(EXERCISE REQUIREMENTS): Please collect every line of the rows below that contains the string "number", and copy each one out in full.
○ ○ ○
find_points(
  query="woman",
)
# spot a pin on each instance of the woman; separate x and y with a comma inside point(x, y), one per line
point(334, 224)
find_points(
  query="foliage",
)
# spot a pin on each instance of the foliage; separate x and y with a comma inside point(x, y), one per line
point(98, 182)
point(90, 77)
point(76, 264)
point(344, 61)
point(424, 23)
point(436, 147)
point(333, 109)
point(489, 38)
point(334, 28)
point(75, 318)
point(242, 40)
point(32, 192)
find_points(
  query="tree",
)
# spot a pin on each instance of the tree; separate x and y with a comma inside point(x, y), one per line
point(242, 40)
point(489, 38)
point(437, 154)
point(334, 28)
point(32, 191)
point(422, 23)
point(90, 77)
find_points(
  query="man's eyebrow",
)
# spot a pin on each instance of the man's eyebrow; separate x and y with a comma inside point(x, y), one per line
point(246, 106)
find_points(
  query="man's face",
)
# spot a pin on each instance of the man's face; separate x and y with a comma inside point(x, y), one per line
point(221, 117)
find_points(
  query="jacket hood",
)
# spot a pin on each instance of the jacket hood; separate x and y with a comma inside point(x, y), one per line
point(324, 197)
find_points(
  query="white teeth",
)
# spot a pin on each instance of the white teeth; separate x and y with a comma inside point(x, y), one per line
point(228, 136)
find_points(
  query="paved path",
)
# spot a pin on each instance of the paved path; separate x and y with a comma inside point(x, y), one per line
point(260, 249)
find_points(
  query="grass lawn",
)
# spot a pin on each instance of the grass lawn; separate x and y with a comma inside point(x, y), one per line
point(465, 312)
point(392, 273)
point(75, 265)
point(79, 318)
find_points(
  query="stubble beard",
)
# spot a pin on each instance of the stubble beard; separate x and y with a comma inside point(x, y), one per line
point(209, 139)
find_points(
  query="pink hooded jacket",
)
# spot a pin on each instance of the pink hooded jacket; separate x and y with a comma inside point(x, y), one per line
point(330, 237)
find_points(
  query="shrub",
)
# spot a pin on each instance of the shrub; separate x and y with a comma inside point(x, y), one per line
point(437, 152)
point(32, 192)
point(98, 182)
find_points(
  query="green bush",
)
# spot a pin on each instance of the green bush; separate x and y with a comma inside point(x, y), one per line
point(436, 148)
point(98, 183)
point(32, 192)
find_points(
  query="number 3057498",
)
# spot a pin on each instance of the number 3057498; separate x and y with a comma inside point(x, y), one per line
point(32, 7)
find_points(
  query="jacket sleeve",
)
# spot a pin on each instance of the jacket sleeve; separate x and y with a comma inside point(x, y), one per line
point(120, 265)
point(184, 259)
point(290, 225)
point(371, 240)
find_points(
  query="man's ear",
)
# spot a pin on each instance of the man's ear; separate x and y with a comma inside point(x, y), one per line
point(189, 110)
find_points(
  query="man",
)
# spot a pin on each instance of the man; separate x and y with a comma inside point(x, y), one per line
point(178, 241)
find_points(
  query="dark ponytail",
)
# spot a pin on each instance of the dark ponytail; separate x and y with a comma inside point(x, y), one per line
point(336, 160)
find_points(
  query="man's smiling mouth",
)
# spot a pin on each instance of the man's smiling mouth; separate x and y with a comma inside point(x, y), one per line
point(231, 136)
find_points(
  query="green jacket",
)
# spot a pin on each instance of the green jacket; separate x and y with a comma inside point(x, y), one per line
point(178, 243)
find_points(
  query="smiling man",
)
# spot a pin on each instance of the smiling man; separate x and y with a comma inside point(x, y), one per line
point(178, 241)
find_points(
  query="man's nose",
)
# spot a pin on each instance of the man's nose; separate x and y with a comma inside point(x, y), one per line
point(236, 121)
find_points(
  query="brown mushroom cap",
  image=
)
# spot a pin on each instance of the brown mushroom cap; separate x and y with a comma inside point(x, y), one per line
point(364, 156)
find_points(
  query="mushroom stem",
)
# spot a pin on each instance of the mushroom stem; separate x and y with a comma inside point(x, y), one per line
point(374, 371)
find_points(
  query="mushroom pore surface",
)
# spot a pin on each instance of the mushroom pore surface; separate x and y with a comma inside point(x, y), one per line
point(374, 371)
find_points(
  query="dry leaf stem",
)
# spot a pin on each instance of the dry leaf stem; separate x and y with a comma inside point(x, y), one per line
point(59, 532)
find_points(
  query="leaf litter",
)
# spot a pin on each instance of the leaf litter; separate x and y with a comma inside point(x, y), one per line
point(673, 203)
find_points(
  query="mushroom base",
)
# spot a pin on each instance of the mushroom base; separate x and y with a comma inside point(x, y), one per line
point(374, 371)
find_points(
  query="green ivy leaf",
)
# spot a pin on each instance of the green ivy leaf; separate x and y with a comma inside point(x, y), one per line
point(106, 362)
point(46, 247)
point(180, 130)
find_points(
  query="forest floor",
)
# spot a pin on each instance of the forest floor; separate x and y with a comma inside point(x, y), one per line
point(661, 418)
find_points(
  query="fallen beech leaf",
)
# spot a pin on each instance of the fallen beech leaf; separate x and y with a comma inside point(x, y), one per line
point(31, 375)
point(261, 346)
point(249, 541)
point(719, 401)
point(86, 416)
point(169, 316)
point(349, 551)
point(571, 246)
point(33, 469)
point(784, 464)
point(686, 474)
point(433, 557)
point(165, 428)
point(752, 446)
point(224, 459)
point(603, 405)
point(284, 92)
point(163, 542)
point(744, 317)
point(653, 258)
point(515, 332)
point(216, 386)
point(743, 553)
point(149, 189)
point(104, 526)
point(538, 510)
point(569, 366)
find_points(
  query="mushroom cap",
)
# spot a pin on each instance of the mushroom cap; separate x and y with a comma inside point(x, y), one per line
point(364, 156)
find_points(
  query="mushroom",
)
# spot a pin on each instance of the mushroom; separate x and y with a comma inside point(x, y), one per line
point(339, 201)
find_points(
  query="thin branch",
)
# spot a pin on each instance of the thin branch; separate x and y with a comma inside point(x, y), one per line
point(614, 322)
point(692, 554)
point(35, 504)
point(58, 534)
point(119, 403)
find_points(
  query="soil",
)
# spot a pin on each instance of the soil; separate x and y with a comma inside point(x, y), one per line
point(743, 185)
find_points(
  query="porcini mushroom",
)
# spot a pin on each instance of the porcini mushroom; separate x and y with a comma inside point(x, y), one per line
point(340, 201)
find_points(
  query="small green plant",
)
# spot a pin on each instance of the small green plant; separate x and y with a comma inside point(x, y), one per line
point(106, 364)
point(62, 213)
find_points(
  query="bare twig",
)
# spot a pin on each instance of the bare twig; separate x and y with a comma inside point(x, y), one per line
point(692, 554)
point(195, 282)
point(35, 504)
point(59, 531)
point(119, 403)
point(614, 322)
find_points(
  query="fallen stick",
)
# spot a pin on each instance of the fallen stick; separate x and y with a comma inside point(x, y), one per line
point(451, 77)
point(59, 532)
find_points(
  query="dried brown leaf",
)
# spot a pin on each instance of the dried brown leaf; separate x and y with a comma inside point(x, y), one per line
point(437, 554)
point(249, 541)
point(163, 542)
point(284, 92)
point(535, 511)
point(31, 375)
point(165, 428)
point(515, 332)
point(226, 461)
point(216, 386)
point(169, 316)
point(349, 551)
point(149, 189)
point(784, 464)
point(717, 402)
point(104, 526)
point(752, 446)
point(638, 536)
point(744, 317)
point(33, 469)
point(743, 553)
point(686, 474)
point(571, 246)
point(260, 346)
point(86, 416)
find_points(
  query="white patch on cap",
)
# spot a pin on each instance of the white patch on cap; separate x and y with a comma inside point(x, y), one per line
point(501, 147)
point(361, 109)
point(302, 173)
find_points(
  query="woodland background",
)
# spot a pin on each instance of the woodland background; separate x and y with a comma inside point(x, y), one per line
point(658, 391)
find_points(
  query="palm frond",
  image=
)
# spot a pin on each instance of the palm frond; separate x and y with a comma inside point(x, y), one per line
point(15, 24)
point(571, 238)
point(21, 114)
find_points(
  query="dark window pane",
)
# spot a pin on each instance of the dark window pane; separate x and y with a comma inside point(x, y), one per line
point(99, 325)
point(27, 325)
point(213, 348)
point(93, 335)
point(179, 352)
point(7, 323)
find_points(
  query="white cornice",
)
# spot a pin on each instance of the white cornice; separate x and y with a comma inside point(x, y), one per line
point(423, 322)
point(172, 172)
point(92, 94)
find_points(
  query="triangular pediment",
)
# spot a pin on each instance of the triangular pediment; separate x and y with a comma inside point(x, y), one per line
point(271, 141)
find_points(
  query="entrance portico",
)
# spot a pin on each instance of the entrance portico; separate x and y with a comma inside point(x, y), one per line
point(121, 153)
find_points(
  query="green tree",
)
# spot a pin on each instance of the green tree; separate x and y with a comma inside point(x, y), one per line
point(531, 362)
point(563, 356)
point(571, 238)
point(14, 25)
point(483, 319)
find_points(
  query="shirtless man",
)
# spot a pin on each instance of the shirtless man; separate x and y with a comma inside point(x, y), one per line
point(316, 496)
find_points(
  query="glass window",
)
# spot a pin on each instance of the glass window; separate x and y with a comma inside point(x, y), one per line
○ ○ ○
(FINAL RESULT):
  query="number 3057498",
# spot a pin on each instance of the number 3057498; separate x and y with a comma inside point(x, y), one per line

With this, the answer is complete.